Replace every "instance" in the data below with "occurrence", and write out all of the data again with nothing else changed.

Extracted information
*-*-*

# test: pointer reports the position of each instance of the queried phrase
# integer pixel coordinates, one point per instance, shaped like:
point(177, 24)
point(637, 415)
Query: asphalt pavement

*-*-*

Task answer
# test: pointer reports the position of each occurrence of the queried phrase
# integer pixel coordinates, one point per occurrence, shaped like:
point(177, 24)
point(637, 415)
Query: asphalt pavement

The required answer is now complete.